> **THE TASK**
Each entry is to be retyped without alteration, and no picture is to be included.

○ ○ ○

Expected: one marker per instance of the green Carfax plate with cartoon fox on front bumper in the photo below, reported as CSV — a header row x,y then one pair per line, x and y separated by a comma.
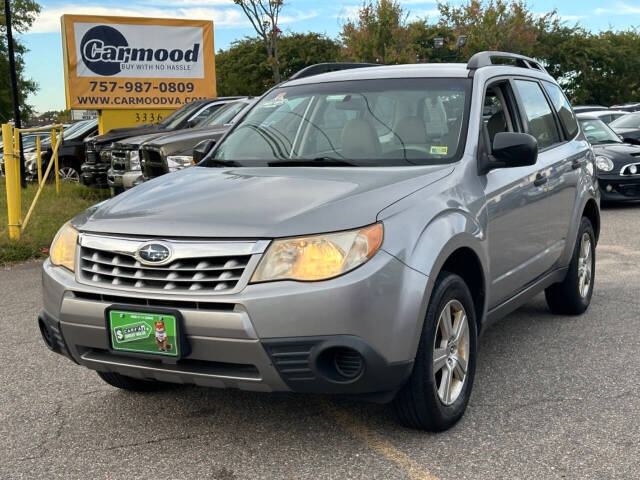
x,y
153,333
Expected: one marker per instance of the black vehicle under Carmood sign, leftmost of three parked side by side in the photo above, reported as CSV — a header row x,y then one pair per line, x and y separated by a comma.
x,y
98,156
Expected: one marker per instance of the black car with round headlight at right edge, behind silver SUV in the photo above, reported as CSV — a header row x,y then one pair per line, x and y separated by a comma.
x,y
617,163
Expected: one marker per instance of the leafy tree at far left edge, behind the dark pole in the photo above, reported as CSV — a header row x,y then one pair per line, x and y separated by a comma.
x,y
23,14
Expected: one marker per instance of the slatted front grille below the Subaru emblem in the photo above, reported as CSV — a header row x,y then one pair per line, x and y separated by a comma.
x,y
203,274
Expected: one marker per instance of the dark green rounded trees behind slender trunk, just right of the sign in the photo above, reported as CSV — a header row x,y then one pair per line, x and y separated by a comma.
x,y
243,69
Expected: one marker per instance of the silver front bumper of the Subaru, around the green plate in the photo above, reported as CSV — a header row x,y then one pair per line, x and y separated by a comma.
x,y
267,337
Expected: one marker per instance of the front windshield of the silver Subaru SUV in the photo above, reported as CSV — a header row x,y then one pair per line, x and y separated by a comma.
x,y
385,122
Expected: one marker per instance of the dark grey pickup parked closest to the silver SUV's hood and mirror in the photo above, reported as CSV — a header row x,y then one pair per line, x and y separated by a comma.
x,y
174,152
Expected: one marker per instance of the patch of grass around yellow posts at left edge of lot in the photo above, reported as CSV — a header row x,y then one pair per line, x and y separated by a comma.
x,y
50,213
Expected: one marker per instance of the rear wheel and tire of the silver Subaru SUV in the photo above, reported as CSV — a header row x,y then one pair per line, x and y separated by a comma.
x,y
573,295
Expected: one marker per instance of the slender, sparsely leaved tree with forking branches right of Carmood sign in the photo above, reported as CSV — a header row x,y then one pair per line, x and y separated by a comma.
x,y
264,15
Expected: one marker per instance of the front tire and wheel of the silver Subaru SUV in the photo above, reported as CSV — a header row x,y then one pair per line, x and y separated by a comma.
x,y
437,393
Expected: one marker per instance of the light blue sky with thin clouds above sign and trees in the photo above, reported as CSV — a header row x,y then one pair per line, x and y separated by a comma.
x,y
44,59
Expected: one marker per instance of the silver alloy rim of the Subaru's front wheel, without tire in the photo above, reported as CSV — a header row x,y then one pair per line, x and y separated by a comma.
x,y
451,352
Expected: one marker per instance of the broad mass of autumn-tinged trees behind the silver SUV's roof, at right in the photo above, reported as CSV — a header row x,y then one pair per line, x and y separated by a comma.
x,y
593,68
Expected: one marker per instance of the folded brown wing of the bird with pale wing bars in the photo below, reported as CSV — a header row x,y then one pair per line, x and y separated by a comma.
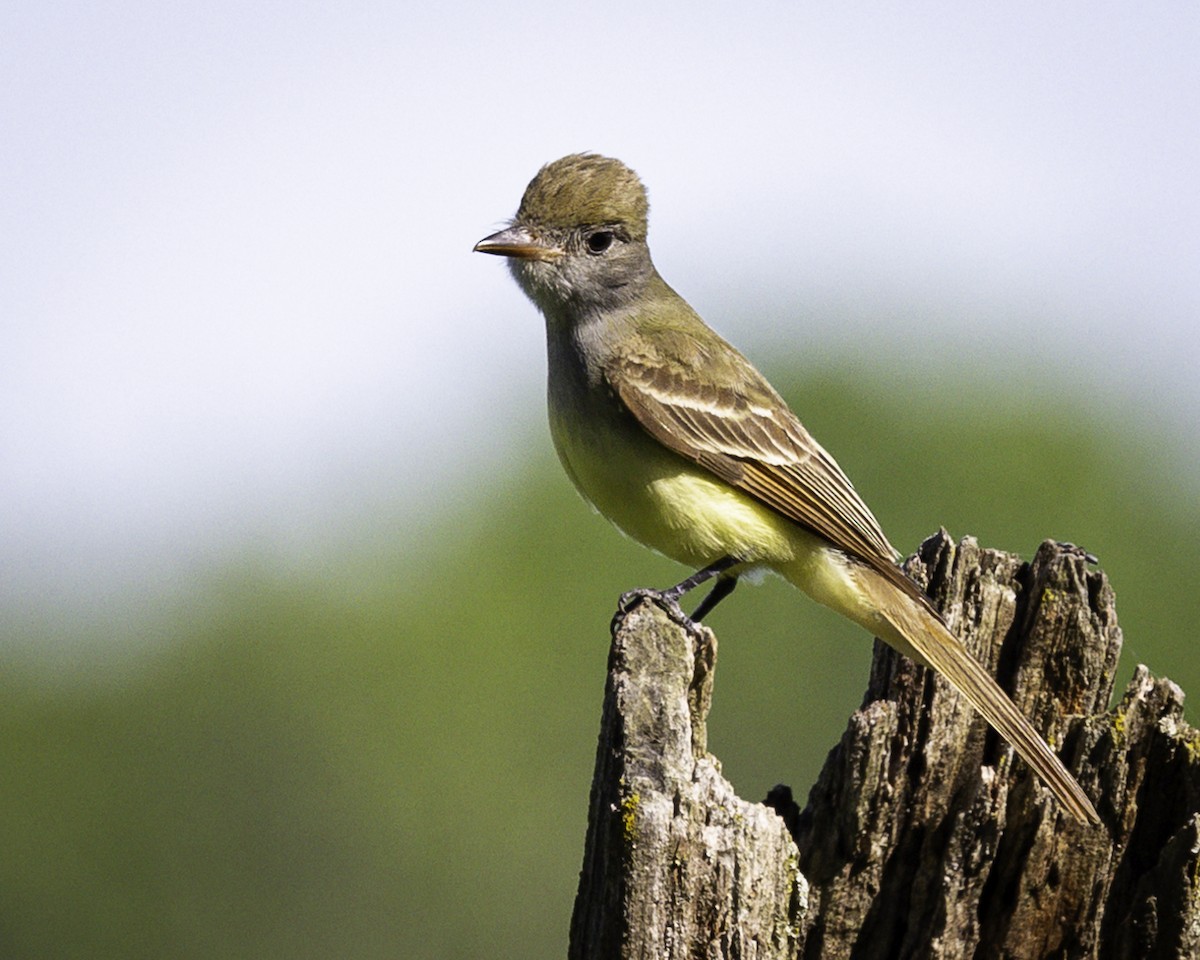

○ ○ ○

> **EXERCISE RESPONSE**
Expected: one marker per instance of the green Carfax plate with cartoon fox on front bumper in the photo below, reported as CSV — a header row x,y then one pair per line, x and y separated by a comma.
x,y
153,333
Expected: one marker per instance of the black vehicle under Carmood sign, leftmost of three parked side by side in the photo above, reported as CSV — a header row x,y then one pair per line, x and y separated by a comma.
x,y
98,156
Expected: one marker per instance of the black car with round headlight at right edge, behind silver SUV in the photo above, reported as CSV — a header row x,y then one pair per line, x and y separated by a comma.
x,y
617,163
Expected: one marker per instance of the leafy tree at far left edge, behind the dark pole in the photo above, reported as CSV — a header row x,y then one pair per line, x and y separated by a comma.
x,y
23,14
Expected: one marker per instance of the slatted front grille below the Subaru emblem in the photo above, reported as CSV — a header row x,y then one pair per line, x and y separated by a comma.
x,y
203,274
Expected: one marker per instance of the dark green rounded trees behind slender trunk, just right of the sign in the photo above, reported as CSV — a header row x,y then one pair per line, x and y separated by a comma.
x,y
243,69
Expected: one marker per instance of the silver front bumper of the Subaru, around the green plate in the photo above, reported as CSV — a header row x,y then one pair per line, x and y separated by a comma.
x,y
267,337
Expected: one marker per instance of the front windshield of the silver Subaru SUV in the photo above, reported as CSV — a header row x,y then one pair per line, x and y separated by a comma.
x,y
385,122
Expected: one marker per instance of the dark grey pickup parked closest to the silver SUV's hood and mirror in the photo above, reported as CSV — a header row x,y then one pair per line, x and y separated by a comma.
x,y
174,152
Expected: one marker per instance of the patch of grass around yellow posts at left edge of lot in the photo above, reported as CSV — a header row x,y then one pair per line, x and y separated by a comma.
x,y
50,213
Expected: one marker per instance of the rear wheel and tire of the silver Subaru SUV in the photo above, reported as CSV — a header row x,y then one pair per line, x and y separated by a comma.
x,y
573,295
Expected: one marker per instance of the slender, sparsely leaved tree with forking branches right of Carmood sign in the photo above, reported as CSV — a header row x,y then one pair per line, x and y separated by a comma.
x,y
264,15
Expected: one marker per instance of the front tire and wheel of the silver Subaru SUV in the photo above, reported as CSV — a header row x,y then one pair per line, x and y separated by a comma.
x,y
437,393
Expected: one marker per instance of the light blue sky with thin clouds above sign and trees in the photo above, reported as CSV — a header row x,y then one pair per line, x and y separated by a comma.
x,y
44,59
Expected: one marker per instance of the silver alloy rim of the Subaru's front wheel, without tire in the photo above, reported as CSV — a header row x,y then one pair per line, x and y separated by a comma.
x,y
451,352
Expected: one marker per instance of the broad mass of autumn-tinged trees behind the silver SUV's roof, at right in the photo above, reported as CSV — a header row x,y then one pair per line, x and y separated by a comma.
x,y
593,68
Expected: one marker per instance of the folded brown wing of the bird with pale wing bars in the photo below, reported as CSV — a header row x,y then one pair per line, x and y separated by a comma.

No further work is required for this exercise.